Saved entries
^^^^^^^^^^^^^^^^

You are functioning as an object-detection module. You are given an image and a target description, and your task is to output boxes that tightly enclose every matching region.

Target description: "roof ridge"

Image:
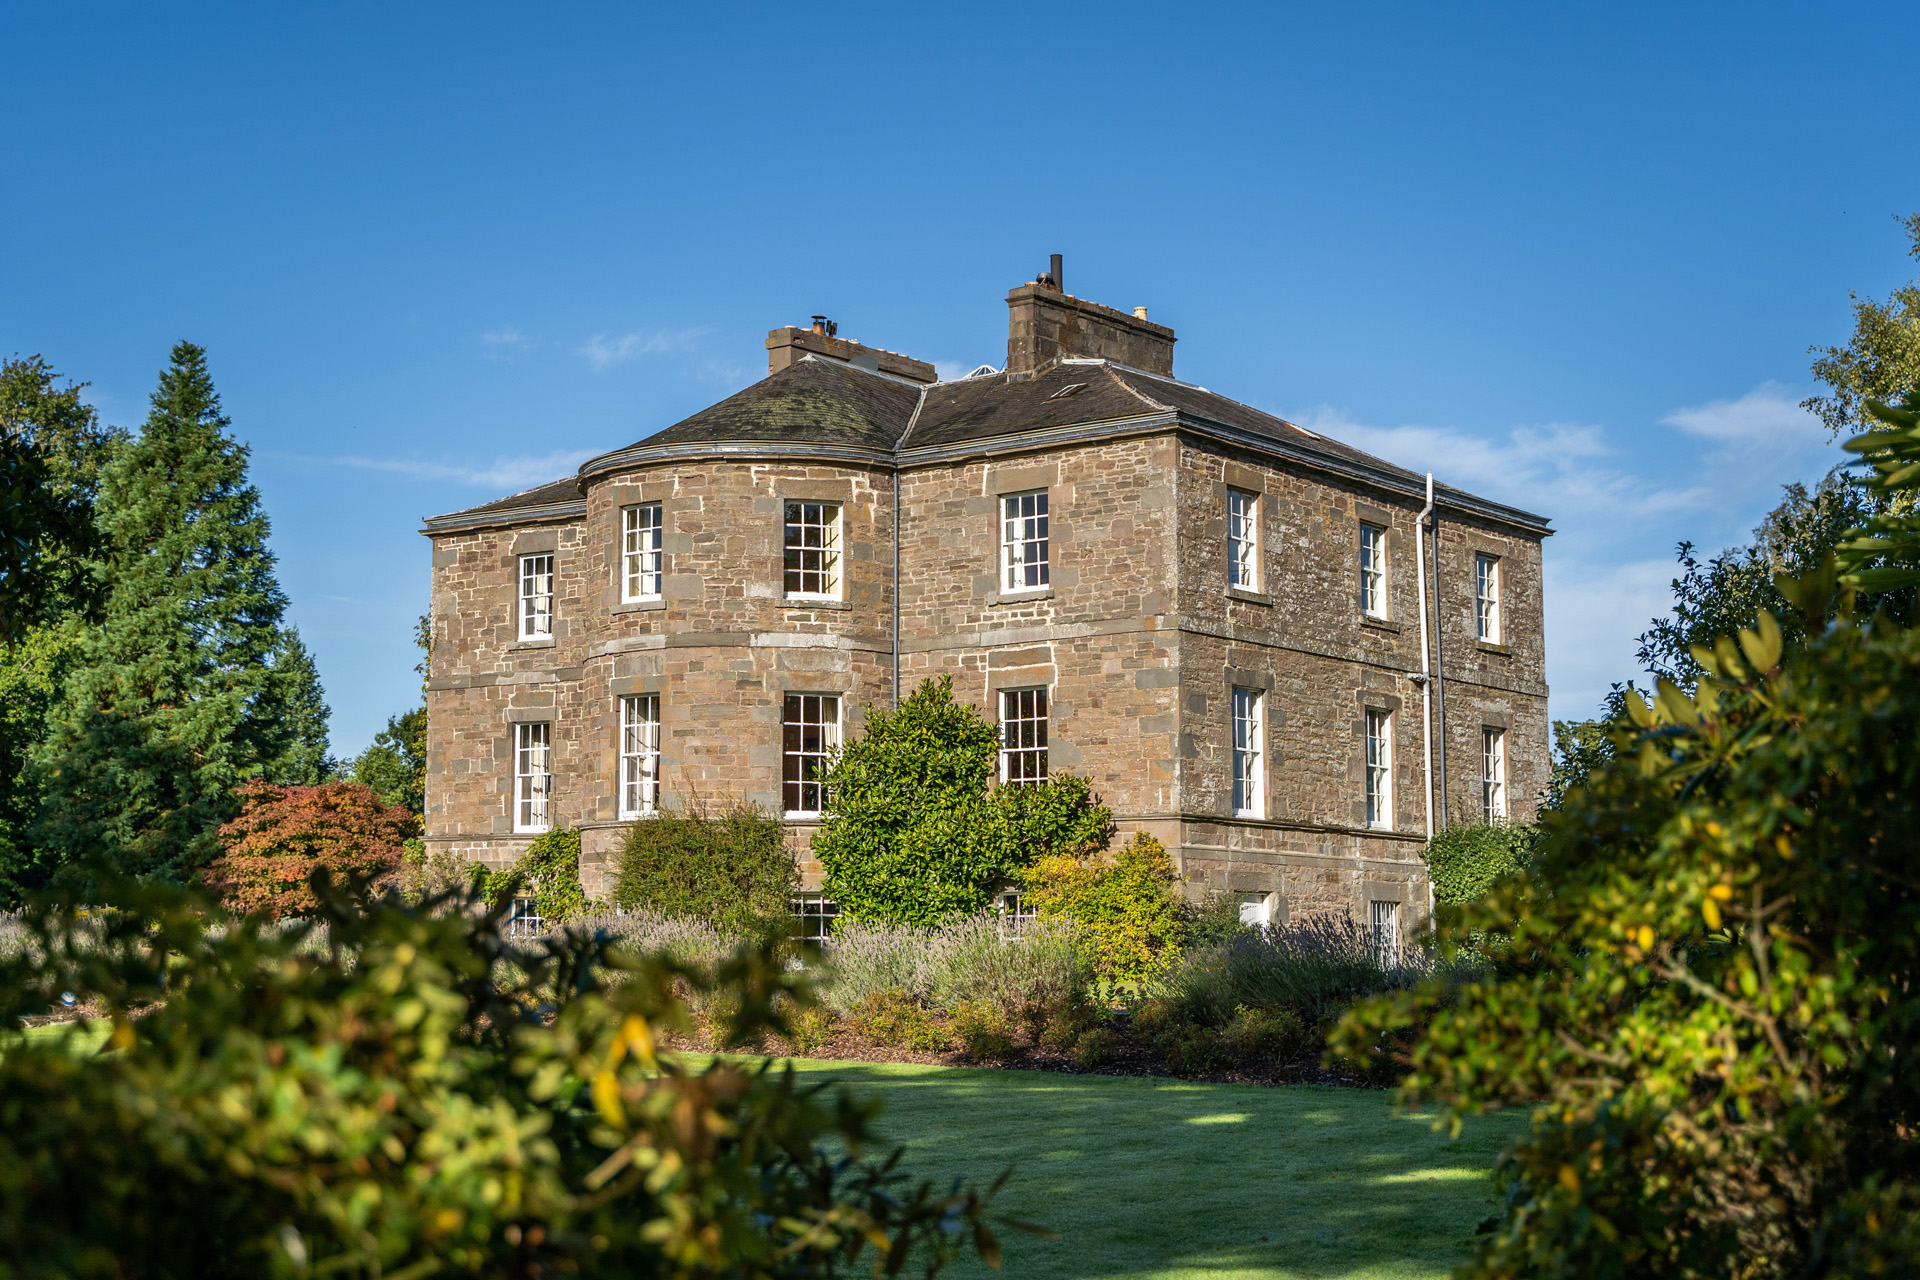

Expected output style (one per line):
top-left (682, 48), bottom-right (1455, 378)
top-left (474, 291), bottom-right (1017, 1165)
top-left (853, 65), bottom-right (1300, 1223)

top-left (793, 352), bottom-right (931, 390)
top-left (1099, 362), bottom-right (1171, 413)
top-left (895, 382), bottom-right (931, 450)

^^^^^^^^^^^^^^^^

REQUIRED WORK: Each of the entries above must be copied exactly, but the pictures stay out.

RESPONSE:
You are functioning as an object-detection module. You are given an image and a target description, and your task is to output boxes that tightly enclose every matching region.

Target description: "roof ridge"

Image:

Expected output style (one per line):
top-left (682, 48), bottom-right (1455, 378)
top-left (474, 291), bottom-right (1017, 1165)
top-left (853, 65), bottom-right (1300, 1223)

top-left (793, 352), bottom-right (931, 390)
top-left (1099, 362), bottom-right (1171, 413)
top-left (895, 382), bottom-right (931, 450)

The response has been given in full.